Dataset entries

▬▬▬

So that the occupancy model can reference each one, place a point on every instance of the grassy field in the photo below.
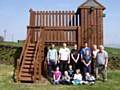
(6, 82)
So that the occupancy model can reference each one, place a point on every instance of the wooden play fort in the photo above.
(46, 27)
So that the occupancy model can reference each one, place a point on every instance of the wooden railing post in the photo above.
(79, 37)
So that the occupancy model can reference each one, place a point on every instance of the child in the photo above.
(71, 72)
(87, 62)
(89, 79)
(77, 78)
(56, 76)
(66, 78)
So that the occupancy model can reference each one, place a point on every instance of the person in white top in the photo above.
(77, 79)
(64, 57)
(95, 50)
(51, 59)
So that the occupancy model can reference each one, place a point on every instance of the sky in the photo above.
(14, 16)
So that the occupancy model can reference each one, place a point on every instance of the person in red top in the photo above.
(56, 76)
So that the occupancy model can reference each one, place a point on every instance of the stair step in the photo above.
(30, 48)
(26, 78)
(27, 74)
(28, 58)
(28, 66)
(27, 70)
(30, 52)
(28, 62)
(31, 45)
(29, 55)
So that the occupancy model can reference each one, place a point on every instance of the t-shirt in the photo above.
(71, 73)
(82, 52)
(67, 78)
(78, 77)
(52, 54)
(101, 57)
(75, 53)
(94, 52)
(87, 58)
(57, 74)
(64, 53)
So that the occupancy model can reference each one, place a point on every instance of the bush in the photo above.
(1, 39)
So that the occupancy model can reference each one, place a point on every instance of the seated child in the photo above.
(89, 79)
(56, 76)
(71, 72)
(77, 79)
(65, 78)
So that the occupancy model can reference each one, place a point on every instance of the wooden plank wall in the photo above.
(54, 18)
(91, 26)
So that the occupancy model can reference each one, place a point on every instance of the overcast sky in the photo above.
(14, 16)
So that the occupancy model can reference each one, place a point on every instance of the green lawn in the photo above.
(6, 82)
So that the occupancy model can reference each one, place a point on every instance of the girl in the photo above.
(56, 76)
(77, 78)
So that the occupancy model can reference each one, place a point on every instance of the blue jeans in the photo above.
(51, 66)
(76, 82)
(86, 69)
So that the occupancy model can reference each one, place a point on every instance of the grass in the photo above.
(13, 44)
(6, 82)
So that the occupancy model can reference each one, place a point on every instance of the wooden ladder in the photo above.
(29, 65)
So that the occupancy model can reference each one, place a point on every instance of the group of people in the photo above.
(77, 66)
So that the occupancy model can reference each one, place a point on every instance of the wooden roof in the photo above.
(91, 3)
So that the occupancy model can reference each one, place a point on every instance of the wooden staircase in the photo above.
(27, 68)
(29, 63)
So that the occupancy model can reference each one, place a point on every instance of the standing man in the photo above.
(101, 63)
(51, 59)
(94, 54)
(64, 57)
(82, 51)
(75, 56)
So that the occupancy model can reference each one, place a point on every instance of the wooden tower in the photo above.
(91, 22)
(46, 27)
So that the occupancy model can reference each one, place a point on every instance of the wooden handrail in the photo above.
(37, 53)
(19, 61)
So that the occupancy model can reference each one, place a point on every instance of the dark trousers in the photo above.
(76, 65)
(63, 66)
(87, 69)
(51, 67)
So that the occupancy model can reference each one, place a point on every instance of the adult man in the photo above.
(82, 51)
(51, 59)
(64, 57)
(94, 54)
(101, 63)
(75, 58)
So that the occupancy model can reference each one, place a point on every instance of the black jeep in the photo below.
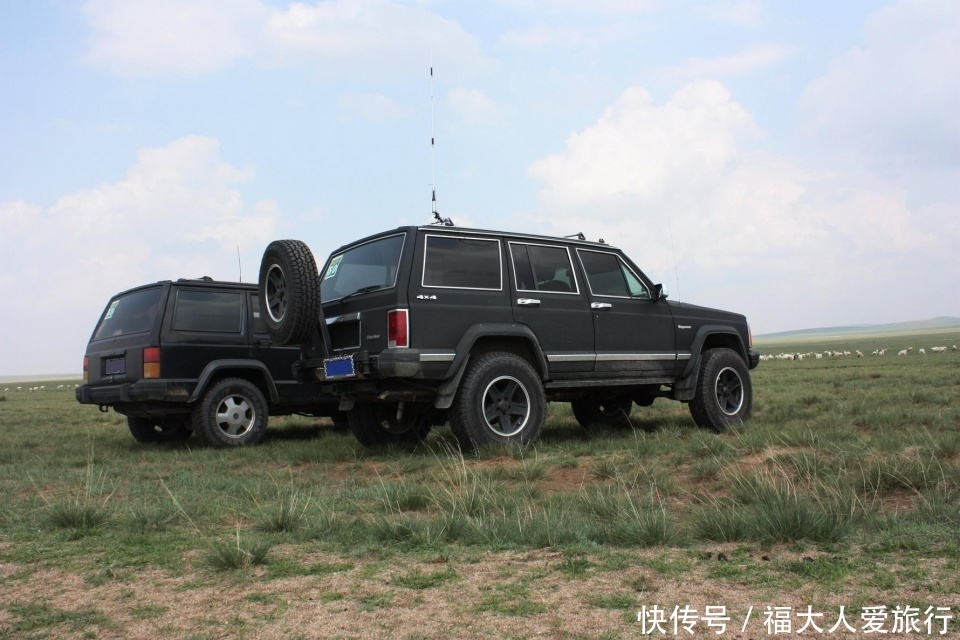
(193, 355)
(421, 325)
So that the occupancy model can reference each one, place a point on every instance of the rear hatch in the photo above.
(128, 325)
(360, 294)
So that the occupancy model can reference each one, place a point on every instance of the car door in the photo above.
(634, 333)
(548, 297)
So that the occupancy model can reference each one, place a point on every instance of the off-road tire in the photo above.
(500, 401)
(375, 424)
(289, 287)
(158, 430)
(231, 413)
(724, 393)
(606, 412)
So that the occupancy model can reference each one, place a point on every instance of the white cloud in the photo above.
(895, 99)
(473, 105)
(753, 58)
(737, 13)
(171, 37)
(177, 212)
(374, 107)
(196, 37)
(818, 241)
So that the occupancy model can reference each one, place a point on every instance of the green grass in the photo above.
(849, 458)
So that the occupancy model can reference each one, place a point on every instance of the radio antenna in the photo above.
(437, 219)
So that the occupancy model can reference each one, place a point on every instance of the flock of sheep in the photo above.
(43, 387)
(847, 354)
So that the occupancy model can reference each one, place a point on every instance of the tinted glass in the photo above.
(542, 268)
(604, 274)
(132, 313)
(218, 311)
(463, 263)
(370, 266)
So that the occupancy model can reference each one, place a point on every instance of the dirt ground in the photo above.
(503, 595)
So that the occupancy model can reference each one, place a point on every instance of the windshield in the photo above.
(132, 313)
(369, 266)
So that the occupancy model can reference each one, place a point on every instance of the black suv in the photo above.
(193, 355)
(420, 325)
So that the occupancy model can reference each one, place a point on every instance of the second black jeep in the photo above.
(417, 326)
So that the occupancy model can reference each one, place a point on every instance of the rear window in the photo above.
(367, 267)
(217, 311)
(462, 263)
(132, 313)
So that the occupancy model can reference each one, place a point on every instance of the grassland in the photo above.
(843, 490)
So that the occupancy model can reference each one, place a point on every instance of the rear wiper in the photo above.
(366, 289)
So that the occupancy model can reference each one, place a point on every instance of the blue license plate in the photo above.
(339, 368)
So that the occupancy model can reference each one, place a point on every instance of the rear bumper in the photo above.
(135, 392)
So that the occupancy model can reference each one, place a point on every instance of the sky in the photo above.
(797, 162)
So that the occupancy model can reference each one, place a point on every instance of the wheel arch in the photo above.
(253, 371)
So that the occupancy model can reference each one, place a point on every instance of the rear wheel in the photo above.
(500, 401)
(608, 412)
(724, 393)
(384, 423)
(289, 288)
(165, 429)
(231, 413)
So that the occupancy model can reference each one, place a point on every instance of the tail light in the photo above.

▬▬▬

What you need to do
The result should be a word-for-word restatement of all the data, without images.

Answer to this exercise
So that the occupancy model can reference each one, place a point on every instance of the grassy field in the photo below.
(6, 82)
So that the occupancy model can reference each one, place a point on every instance of the wooden play fort in the photo above.
(46, 27)
So that the occupancy model can reference each one, place a point on every instance of the wooden railing post in the photo above.
(79, 37)
So that the occupancy model can reference each one, place a point on every instance of the child in the photo above.
(71, 72)
(87, 62)
(89, 79)
(77, 78)
(56, 76)
(66, 78)
So that the occupancy model can reference each one, place a point on every instance of the person in white top in the photo above.
(77, 79)
(64, 57)
(95, 50)
(51, 59)
So that the occupancy model can reference each one, place a point on every instance of the sky in the photo above.
(14, 16)
So that the occupancy model can reference each one, place a point on every instance of the person in red top in the photo above.
(56, 76)
So that the occupancy model can reference each one, place a point on every instance of the stair step in the photo above.
(30, 48)
(26, 78)
(27, 74)
(28, 58)
(28, 66)
(27, 70)
(30, 52)
(28, 62)
(31, 45)
(29, 55)
So that the occupancy model can reference each one, place a point on every instance of the t-shirt in the photo above.
(71, 73)
(82, 52)
(67, 78)
(78, 77)
(52, 54)
(101, 57)
(75, 53)
(94, 52)
(87, 58)
(57, 74)
(64, 53)
So that the occupancy model can reference each one, place a point on every instance of the bush in the photo above.
(1, 39)
So that the occupancy model can reference each one, place a point on every instance of the seated child in the photo above.
(89, 79)
(56, 76)
(71, 72)
(77, 79)
(65, 78)
So that the occupancy model can reference each one, place a point on every instance of the wooden plank wall in the photo above.
(54, 18)
(91, 26)
So that the occupancy model can reference each one, place a point on every instance of the overcast sky in the photo above.
(14, 16)
So that the occupancy model can reference each one, place a point on every instance of the green lawn in the photo above.
(6, 82)
So that the occupancy model can reference each one, place a point on every instance of the girl in the photo above.
(56, 76)
(77, 78)
So that the occupancy model can reference each one, place a point on every instance of the blue jeans in the photo above.
(51, 66)
(76, 82)
(86, 69)
So that the occupancy model can reference each one, place a point on every instance of the grass in the photo above.
(13, 44)
(6, 82)
So that the occupancy model can reference each one, place a point on every instance of the wooden ladder in the photo above.
(29, 65)
So that the occupancy model can reference each one, place a point on every instance of the group of people in the photo above.
(77, 66)
So that the occupancy model can reference each one, place a point on every instance of the wooden roof in the photo above.
(91, 3)
So that the occupancy model can reference each one, place a point on every instance of the wooden staircase in the photo above.
(27, 68)
(29, 63)
So that the occupancy model can reference each one, place a point on every instance of the standing man in the photo above.
(101, 63)
(51, 59)
(94, 54)
(64, 57)
(82, 51)
(75, 56)
So that the occupancy model can reference each one, place a point on every instance of the wooden tower in the photo above.
(91, 22)
(46, 27)
So that the occupancy model can reference each one, place a point on every instance of the wooden handrail in the photo above.
(37, 53)
(19, 61)
So that the occupancy model can reference each one, place a point on every instance of the dark trousers in the photo above.
(76, 65)
(63, 66)
(87, 69)
(51, 67)
So that the occupancy model can reference each one, place a point on every instance of the adult man in the photo above.
(82, 51)
(51, 59)
(64, 57)
(94, 54)
(101, 63)
(75, 58)
So that the occupancy model can reference each one, place a point on every instance of the black jeep in the photo below.
(193, 355)
(421, 325)
So that the occupancy model can reference each one, place a point on every instance of the rear hatch in the photo above.
(128, 325)
(360, 294)
So that the occupancy model can reference each one, place a point on every instance of the car door in the photo above.
(634, 333)
(548, 297)
So that the occupancy model can reference each one, place a point on every instance of the off-road tire in the photo above.
(500, 401)
(375, 424)
(289, 287)
(158, 430)
(231, 413)
(724, 393)
(606, 412)
So that the occupancy model can reference each one, place a point on every instance of the white cloud in the photo above.
(895, 99)
(473, 105)
(753, 58)
(737, 13)
(171, 37)
(177, 212)
(374, 107)
(196, 37)
(818, 241)
So that the occupancy model can reference each one, place a point on every instance of the green grass in the photo above.
(849, 458)
So that the occupancy model can reference each one, place a point on every instance of the radio antenna in the photo above.
(437, 219)
So that the occupancy model can reference each one, place a point on every instance of the flock of sheep in the photo above.
(43, 387)
(847, 354)
So that the occupancy model can reference each one, place a point on every instance of the tinted glass in the photo above.
(542, 268)
(604, 274)
(132, 313)
(218, 311)
(463, 263)
(370, 266)
So that the occupancy model can reference each one, place a point on every instance of the dirt ground in the photo above.
(503, 595)
So that the occupancy model can reference each one, place a point on every instance of the windshield in the photo above.
(132, 313)
(369, 266)
So that the occupancy model can reference each one, place a point on every instance of the black suv in the photo above.
(193, 355)
(420, 325)
So that the occupancy model can reference each one, place a point on every instance of the second black jeep in the photo above.
(417, 326)
So that the occupancy model can reference each one, place a point on every instance of the rear window in the photo above.
(367, 267)
(217, 311)
(462, 263)
(132, 313)
So that the occupancy model can reference each one, place a point on every instance of the grassland in the photo above.
(843, 490)
So that the occupancy model can reference each one, place a point on every instance of the rear wiper in the photo above.
(366, 289)
So that the occupancy model can reference each one, place a point on every instance of the blue license plate in the photo above.
(339, 368)
So that the occupancy model can reference each one, place a point on every instance of the rear bumper in the photo above.
(135, 392)
So that the occupancy model can reference each one, place a point on every instance of the sky in the photo above.
(797, 162)
So that the occupancy model can reference each one, place a point on every instance of the wheel arch in the photo above.
(253, 371)
So that the occupancy model can reference each one, place a point on every instance of the rear wheel in the photo above.
(500, 401)
(608, 412)
(724, 393)
(384, 423)
(289, 288)
(165, 429)
(231, 413)
So that the occupancy model can reference each one, place a point on every instance of the tail light in the photo above.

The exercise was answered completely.